[Opening Reading passage section]

Botanists disperse some ‘big data’ – University of Bristol Botanic Garden

Recently, Botanists at Trinity College Dublin launched a database with information that documents significant ‘life events’ for nearly 600 plant species across the globe. The database is the result of contributions from individuals working across five different continents, who compiled information on plant life histories for a near 50-year span, and is an example of big data.

What is ‘big data’?

Black pine (Pinus nigra), one of the species whose life
history data is part of the database, is seen against a
stunning backdrop of New Zealand. Credit: Yvonne Buckley.

In academic circles, the buzz-term across all disciplines seems to be ‘big data’, and it means exactly what it sounds like – a whole lot of information. More formally, of course, big data refers to data sets that are so large and complex that traditional methods of processing the information contained within them simply aren’t adequate. Big data draw upon many sources of information and represent a body of work that far exceeds what a single researcher, or indeed an entire research group, could gather in their careers.

While there are many challenges of working with big data – storing it, analysing, visualising it and ensuring its integrity to name a few – the benefits of working with such large data sets may make overcoming these challenges worthwhile. Repositories of such vast amounts of information can not only help foster collaborations, but they can be used to answer questions surrounding some of the most complex and pressing issues society currently faces, including climate change, food security, and mass species extinctions.

Of course, what is considered to be big data today will not be big data tomorrow as our management systems and computing capacity improve. This is the inevitable path of technological advancement; the Human Genome Project took over ten years (1990-2003) to sequence the human genome and now it can be done in a day for a fraction of the cost.

The importance of sharing knowledge

Plantago lanceolata at Howth Head, Dublin, Ireland – one of
the near 600 plant species that researchers have gathered
extensive life history data on. Credit: Anna Csergo.

[Closing Reading passage section]
[Opening Data block section]

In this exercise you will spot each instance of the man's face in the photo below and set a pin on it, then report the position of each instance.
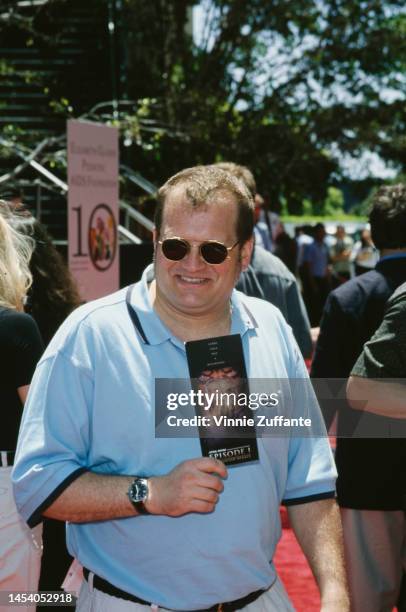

[Closing Data block section]

* **Work instruction A**
Answer these questions from the big data article:
(i) For roughly how many plant species does the database record life history data?
(ii) On how many continents were the contributors to the database working?
(iii) How many years did the Human Genome Project take to sequence the human genome?
* **Work instruction B**
In the big data article, substitute "scientist" for "researcher" and write out the passage from "In academic circles, the" to "in their careers.".
* **Work instruction C**
Continue the big data article from where it stops.

* **Expected output A**
(i) Nearly 600
(ii) Five
(iii) Over ten years (1990-2003)

* **Expected output B**
In academic circles, the buzz-term across all disciplines seems to be ‘big data’, and it means exactly what it sounds like – a whole lot of information. More formally, of course, big data refers to data sets that are so large and complex that traditional methods of processing the information contained within them simply aren’t adequate. Big data draw upon many sources of information and represent a body of work that far exceeds what a single scientist, or indeed an entire research group, could gather in their careers.

* **Expected output C**
The researchers at Trinity have made their database, called COMPADRE, freely available in the hope that other scientists access the information to advance their research. The size of the database means it can be used to help answer an infinite number of questions – such as how plant communities may respond to climate change or physiological processes that might provide insights into our own aging and health.

“Making the database freely available is our 21^stCentury revamp of the similarly inspired investments in living plant collections that were made to botanic gardens through the centuries;” said Yvonne Buckley, Professor of Zoology at Trinity’s School of Natural Sciences, “these were also set up to bring economic, medicinal and agricultural advantages of plants to people all over the world. Our database is moving this gift into the digital age of ‘Big Data’.”

The approach of free knowledge sharing is becoming more common and is a critical step toward resolving some of our biggest challenges. The University of Bristol’s Cereal Genomics Group has made the wheat genome along with hundreds of thousands of molecular markers freely available through their searchable database CerealsDB. These data can be used in wheat breeding programmes to develop new varieties of wheat that are more resistant to disease or droughts or produce higher yields.

Our best chance of overcoming some of the global challenges of the 21^st Century is to work together. Sharing knowledge through databases, such as COMPADRE and CerealsDB, will ensure every scientific contribution counts towards this united effort.